#### Selected passage:
Content starts
I would now like to turn conference over to Alex Bauer, Investor Relations. Please go ahead.
Thank you, operator. Good afternoon everyone and welcome to TriNet’s 2019 third quarter conference call. Joining me today are Burton M. Goldfield, our President and CEO; and Richard Beckert, our Chief Financial Officer. Our prepared remarks were pre-recorded. Burton will begin with an overview of our third quarter operating and financial performance. Richard will then review our financial results in more detail. We will then open up the call for a Q&A session.
Before we begin, please note that today’s discussion will include our 2019 fourth quarter and full-year guidance and other statements that are not historical in nature, are predictive in nature, or depend upon, or refer to future events, or conditions such as our expectations, estimates, predictions, strategies, beliefs, or other statements that might be considered forward-looking. These forward-looking statements are based on management’s current expectations and assumptions and are inherently subject to risks, uncertainties and changes in circumstances that are difficult to predict and that may cause actual results to differ materially from statements being made today or in the future. Except as may be required by law, we do not undertake to update any of these statements in light of new information, future events or otherwise.
We encourage you to review our most recent public filings with the SEC, including our 10-K and 10-Q filings for a more detailed discussion of the risks, uncertainties and changes in circumstances that may affect our future results or the market price of our stock. In addition, our discussion today will include non-GAAP financial measures, including our forward-looking guidance for non-GAAP net service revenues, adjusted EBITDA, adjusted EBITDA margin, and adjusted net income.
For reconciliations of our non-GAAP financial measures to our GAAP financial results, please see our earnings release or our 10-Q filing for our third quarter of 2019, which are available on our website or through the SEC website. A reconciliation of our non-GAAP forward-looking guidance to the most directly comparable GAAP measures is also available on our website.
With that, I will turn the call over to Burton for his opening remarks.
Thank you, Alex. In the third quarter, we continue to accelerate our business momentum. The TriNet sales and services organization successfully delivered value in the verticals we serve. The revenue and volume growth is expected to continue.
Our third quarter financial results were impacted by higher health costs, as the trend we experienced in the first and second quarter continued with one national carrier. We have taken steps to mitigate these higher costs and we anticipate returning to a normalized cost trend in 2020. In the third quarter, we grew GAAP total revenues a 11% year-over-year to $969 million, while net service revenues declined by 4% year-over-year to $221 million.
Content ends
#### Task:
Could you pick up the TriNet earnings call transcript after its last sentence and continue it? The data that follows comes from a separate source.

Point localization data:
Content starts
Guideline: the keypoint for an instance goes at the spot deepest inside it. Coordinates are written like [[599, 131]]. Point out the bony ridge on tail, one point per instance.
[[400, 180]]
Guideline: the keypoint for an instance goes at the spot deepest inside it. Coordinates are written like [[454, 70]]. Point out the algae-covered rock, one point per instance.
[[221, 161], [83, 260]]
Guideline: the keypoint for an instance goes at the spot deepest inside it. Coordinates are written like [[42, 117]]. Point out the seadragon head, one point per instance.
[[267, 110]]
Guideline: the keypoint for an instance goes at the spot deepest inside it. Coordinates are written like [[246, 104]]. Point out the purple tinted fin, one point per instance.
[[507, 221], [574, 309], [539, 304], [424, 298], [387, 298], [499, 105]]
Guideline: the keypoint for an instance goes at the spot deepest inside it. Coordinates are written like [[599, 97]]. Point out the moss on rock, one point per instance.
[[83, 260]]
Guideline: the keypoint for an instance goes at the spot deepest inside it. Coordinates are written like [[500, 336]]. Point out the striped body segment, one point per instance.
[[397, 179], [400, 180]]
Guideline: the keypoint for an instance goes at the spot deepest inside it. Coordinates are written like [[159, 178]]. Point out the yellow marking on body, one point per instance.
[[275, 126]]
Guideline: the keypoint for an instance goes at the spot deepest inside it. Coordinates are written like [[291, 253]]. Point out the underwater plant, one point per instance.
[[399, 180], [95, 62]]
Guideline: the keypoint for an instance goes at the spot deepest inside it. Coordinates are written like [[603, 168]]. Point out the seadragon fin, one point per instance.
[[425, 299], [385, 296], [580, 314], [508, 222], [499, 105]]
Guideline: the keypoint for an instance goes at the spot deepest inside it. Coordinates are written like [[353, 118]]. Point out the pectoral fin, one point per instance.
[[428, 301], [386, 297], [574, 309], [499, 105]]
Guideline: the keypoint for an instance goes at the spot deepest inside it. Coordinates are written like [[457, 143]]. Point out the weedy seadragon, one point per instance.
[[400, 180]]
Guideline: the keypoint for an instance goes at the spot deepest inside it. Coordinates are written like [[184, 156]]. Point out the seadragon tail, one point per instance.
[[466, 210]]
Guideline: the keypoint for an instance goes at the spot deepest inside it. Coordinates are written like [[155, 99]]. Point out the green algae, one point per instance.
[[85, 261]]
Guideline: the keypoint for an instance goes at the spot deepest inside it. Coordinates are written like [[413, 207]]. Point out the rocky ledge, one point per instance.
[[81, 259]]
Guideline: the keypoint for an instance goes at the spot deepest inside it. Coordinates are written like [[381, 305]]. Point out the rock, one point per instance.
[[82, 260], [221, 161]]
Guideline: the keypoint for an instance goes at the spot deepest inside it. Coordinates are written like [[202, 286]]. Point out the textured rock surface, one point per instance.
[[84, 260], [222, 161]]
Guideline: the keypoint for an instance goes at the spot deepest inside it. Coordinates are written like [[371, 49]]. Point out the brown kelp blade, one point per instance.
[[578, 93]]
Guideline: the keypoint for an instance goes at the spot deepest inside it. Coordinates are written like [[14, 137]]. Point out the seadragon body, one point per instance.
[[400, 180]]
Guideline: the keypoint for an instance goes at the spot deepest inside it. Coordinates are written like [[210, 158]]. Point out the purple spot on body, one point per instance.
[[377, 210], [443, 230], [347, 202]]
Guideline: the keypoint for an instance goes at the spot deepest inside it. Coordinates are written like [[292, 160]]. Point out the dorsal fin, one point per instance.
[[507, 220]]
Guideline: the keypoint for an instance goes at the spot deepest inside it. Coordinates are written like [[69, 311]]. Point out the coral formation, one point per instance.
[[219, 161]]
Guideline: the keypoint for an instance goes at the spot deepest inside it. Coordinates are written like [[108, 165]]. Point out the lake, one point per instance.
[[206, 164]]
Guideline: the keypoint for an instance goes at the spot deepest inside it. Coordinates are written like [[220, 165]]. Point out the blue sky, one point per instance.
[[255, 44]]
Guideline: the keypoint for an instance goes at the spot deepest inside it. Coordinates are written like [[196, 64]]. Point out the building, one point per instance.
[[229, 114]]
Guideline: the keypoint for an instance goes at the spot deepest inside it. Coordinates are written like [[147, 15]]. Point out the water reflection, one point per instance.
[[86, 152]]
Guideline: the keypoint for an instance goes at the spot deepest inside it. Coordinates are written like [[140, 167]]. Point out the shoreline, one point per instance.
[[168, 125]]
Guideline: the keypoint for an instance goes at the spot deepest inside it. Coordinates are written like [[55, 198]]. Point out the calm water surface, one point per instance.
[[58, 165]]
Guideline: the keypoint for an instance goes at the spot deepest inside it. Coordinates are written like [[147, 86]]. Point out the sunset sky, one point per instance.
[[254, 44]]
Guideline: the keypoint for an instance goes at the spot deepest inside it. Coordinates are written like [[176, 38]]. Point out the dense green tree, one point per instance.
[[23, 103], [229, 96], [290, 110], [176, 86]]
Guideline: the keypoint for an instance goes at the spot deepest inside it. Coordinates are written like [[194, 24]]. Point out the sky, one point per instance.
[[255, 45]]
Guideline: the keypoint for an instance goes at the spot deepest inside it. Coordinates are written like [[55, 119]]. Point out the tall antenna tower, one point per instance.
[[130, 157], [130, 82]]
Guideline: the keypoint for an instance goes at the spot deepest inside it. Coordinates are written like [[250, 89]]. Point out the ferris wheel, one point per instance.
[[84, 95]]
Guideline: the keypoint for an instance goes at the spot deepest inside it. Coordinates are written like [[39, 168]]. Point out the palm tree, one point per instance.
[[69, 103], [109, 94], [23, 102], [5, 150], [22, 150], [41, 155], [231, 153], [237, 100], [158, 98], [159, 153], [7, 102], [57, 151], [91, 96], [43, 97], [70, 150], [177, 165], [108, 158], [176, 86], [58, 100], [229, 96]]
Content ends
#### Response:
Professional service revenues grew 8% year-over-year to $130 million. The strength in professional service revenues in the quarter reflected our continued focus on keeping the customers at the center of everything we do. Customer retention continues to improve in the quarter and was a key driver of this outperformance.
During the third quarter, we grew insurance service revenues by 11% year-over-year to $839 million, while net insurance service revenues declined 17% year-over-year to $91 million for the quarter. Net insurance service revenues were impacted by higher health costs. Later in my prepared remarks, I will elaborate on the drivers of the increased costs. In the third quarter, our Q3 GAAP earnings per share grew 11% year-over-year to $0.78 per share. Our Q3 adjusted net income per share grew 8% to $0.81 per share, both within our guidance range.
Finally, we finished the quarter with approximately 332,000 worksite employees up 4% year-over-year primarily due to further improvement in our customer retention, which continues a trend that began in February, and continued strong hiring from our installed base, reflecting our solid business mix. Through our differentiated business model and go-to-market approach, we primarily target white and gray-collar customers. This has generally insulated us from some of the more cyclical verticals. One example of the benefits of this strategy was reduced impact to our volume from fewer seasonal workers leaving in Q3.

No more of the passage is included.